# Selected text:

__________________________________________________

It has only been in the last century that the importance of scenography (or set, costume and lighting design) has become integral to the understanding of a dramatic production. Darwin Payne writes, “the essential point to remember about the twentieth century’s conception of scenography as an art is that prior to this century it was, almost always, an adjunct to a production. . . Ostensibly the scenographer’s task was to provide pictorial backgrounds for performers to be seen in front of. . . (1981, 4). Not necessarily as a direct result of the new ’“realist” plays of Ibsen and Chekhov, it nevertheless can be demonstrated that by the end of World War I what a production looked like and what was said through the “decoration” of the production was becoming increasingly important. Although Ibsen’s stage descriptions tend to be very detailed and precise and may seem rather anti-designer, the plays themselves are some of the first to really give the designer a voice which reverberates throughout the production. Douglas Russell writes, “the characters are obviously heavily influenced by their physical environment, and the . . . designers must treat action and characters with subtlety and awareness, if they are to create an appropriate environment” (1976, 157). This is not to say that the theatrical traditions and practices of the pictorially driven Victorian theatre immediately disappeared. But within the subversive or experimental theatres new theatrical practices were being developed and these new techniques challenged people both on and off stage.

Walter Rene Fuerst, in a study of early 20th century theatre writes, “the drama, that is, the acted drama, could no longer be a phenomenon which the spectator sensed solely through the medium of the ear. It is clear that the spectator perceives the play as much through the gesture and movement of the actor as he does through the spoken word, and, what is equally important, he must also perceive it through the scenic ensemble in its entirety. The play was now expressed by the entire scene, as well as by gesture and movement, and the spectator became conscious of entire images which themselves contained the drama. The new mise en scene was addressed to the eyes and well as to the ears, thereby creating a spectacle, which carried the dramatic action within itself “(Fuerst 1953, 11).

As the century progressed, artists and thinkers like Appia, Craig, and Svoboda, began to envision, discuss and create theatrical design that in and of itself visually captured the (previously missing) lyrical or mystical “essence” of a dramatic work. The new dramatic concerns allowed (or perhaps forced) the best of the actor-managers, such as Reinhardt, to look beyond the “self” in order to best satisfy the “dramatic vision.” The rise and importance of the designer as a vitally important collaborator within the theatrical hierarchy instead of just a decorator or costumer, has been one of the most important developments of theatre in the past century. This role as collaborator is so important that a great deal of contemporary theatre history can be told through the productions and experiments of teams like Reinhardt and Stern, Elia Kazan and Jo Mielziner, Tyrone Guthrie and Tanya Moiseiwitsch, Peter Brook and Sally Jacobs, and more recently, Andrew Lloyd Webber and John Napier. This collaboration has become so integral to theatre production that, as Bob Crowley states, “designers are no longer just expected to provide a background. Now they’re expected, as much as a director is, to come up with . . . the concept of a show” (Radcliffe 1993, 19). Audiences have become more sophisticated at receiving and decoding the many visual messages imbedded within a production. There is, as Kennedy writes, “a clear relationship between what a production looks like and what its spectators accept as its statement and value” (1991, 5).

__________________________________________________

(Records of labeled points)
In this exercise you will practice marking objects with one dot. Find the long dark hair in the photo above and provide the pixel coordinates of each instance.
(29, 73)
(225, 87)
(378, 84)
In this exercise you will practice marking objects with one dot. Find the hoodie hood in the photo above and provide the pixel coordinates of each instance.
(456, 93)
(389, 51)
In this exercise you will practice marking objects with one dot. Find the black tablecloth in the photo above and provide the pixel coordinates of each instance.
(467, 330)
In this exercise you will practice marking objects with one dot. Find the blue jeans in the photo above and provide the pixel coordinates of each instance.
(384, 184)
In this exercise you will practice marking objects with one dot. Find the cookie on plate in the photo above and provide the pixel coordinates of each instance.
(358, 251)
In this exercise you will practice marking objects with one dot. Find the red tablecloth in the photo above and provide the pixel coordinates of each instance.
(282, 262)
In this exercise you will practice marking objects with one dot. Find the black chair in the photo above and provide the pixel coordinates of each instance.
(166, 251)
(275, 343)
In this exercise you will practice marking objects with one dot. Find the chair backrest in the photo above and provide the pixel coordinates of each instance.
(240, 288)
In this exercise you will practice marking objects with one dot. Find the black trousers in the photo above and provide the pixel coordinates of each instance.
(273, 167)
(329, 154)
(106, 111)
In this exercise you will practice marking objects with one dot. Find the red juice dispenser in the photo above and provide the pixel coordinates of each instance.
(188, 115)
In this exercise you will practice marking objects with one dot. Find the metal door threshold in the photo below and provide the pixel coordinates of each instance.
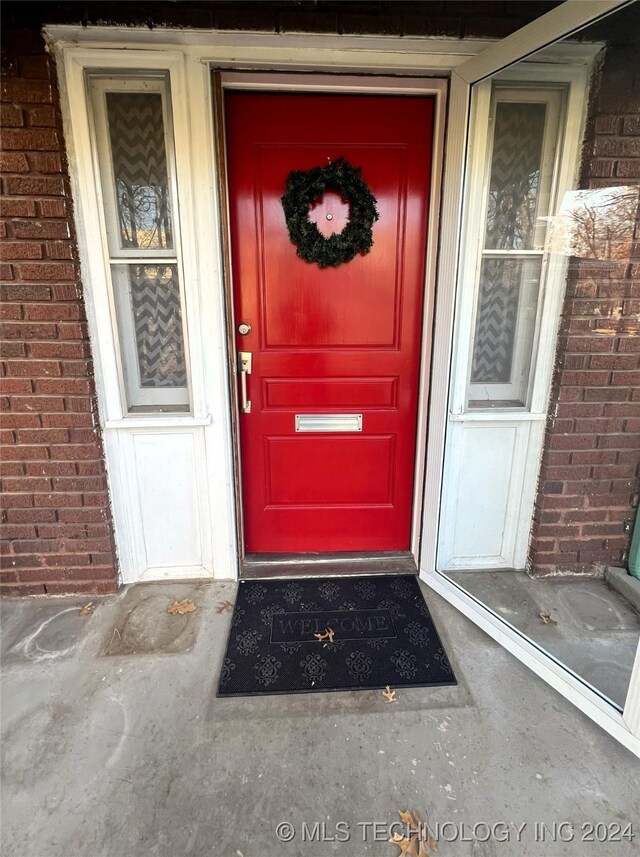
(327, 564)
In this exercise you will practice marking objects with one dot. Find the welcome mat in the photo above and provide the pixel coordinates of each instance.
(296, 636)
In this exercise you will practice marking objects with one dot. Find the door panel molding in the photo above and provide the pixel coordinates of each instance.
(437, 89)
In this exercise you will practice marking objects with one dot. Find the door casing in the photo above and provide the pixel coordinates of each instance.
(283, 82)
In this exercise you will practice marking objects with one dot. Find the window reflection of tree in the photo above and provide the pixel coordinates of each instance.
(597, 224)
(144, 216)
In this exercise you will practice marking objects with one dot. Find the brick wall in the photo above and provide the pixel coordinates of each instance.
(589, 480)
(56, 524)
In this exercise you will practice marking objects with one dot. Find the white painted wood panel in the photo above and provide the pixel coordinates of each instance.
(161, 503)
(482, 495)
(168, 494)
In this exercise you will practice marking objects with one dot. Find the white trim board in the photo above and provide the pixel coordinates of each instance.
(406, 86)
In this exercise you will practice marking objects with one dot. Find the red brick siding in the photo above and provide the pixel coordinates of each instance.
(589, 480)
(56, 522)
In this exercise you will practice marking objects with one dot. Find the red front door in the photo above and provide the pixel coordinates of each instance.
(341, 342)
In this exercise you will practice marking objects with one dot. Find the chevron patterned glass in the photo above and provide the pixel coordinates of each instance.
(139, 160)
(514, 183)
(506, 311)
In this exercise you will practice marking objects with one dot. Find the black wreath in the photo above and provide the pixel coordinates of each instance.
(303, 187)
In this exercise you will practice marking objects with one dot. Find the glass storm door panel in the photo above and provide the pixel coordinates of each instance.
(338, 341)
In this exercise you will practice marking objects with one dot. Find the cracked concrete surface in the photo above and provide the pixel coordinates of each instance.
(114, 744)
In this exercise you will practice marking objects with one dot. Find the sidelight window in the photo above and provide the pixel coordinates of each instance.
(133, 133)
(516, 203)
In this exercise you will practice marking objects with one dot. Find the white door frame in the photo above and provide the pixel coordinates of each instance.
(189, 55)
(430, 87)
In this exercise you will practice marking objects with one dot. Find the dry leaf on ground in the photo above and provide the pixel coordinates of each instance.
(328, 634)
(179, 608)
(390, 696)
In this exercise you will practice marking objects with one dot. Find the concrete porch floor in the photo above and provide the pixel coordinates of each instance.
(114, 745)
(596, 631)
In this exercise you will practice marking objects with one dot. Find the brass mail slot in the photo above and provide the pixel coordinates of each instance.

__________________________________________________

# The tasks:
**A)** Name every collaborative team the scenography passage lists as one through which contemporary theatre history can be told.
**B)** Carry on the scenography passage from its final sentence, keeping its voice and subject.
These entries are separate material from the scenography passage.

# Answers given:
**A)**
- Reinhardt and Stern
- Elia Kazan and Jo Mielziner
- Tyrone Guthrie and Tanya Moiseiwitsch
- Peter Brook and Sally Jacobs
- Andrew Lloyd Webber and John Napier

**B)**
Ric Knowles writes, “each audience member in search of meaning must necessarily decode the various languages of the stage, functioning as translator of a range of complex and discursive semiotic codes in the realm of her or his own personal, cultural, gendered and living vocabulary” (4). Given that the visual elements of a production are both designed and read as semiotic symbols and that the codings of these elements can affect the understanding and success of a given production, it is problematic to me that when a play is produced in translation all critical attention is given to the written text. Only a tiny fragment of the existing critical writings, which I have read, acknowledges the existence, much less the importance of this second “readable” language: the language of the performance text, the language of a production when viewed in translation. Jeanne Klein begins to explore these issues in her article, “Translating metaphors from Quebec to Kansas”:

Here [in Quebec] was a highly theatricalized form of theatre that went beyond representational story telling about child characters to metaphoric spaces that signified the underlying complexities of childhood. This ’theatre of images’ fired my aesthetic imagination. . . . Lacking the listening ability to discern verbal meaning quickly from texts spoken in French, I was forced to rely upon visualization (15).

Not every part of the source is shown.